WHAT TO PRODUCE: Update the entries below by replacing "black hockey glove" with "red hockey glove" and leaving everything else unchanged. Leave the pictures out of your answer.

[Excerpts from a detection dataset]

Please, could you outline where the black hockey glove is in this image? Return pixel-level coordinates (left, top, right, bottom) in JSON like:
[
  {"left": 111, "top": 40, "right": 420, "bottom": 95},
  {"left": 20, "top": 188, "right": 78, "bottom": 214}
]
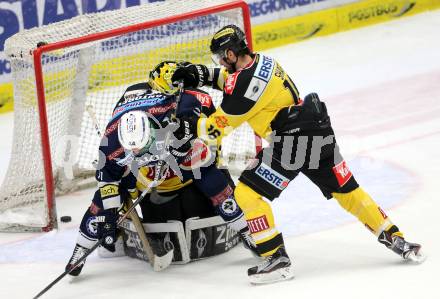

TASK RESULT:
Please, could you outline where the red hockey glove is in this image? Return pixel-level coordinates (left, top, right, bottom) in JSON like:
[
  {"left": 111, "top": 40, "right": 420, "bottom": 95},
  {"left": 20, "top": 188, "right": 78, "bottom": 214}
]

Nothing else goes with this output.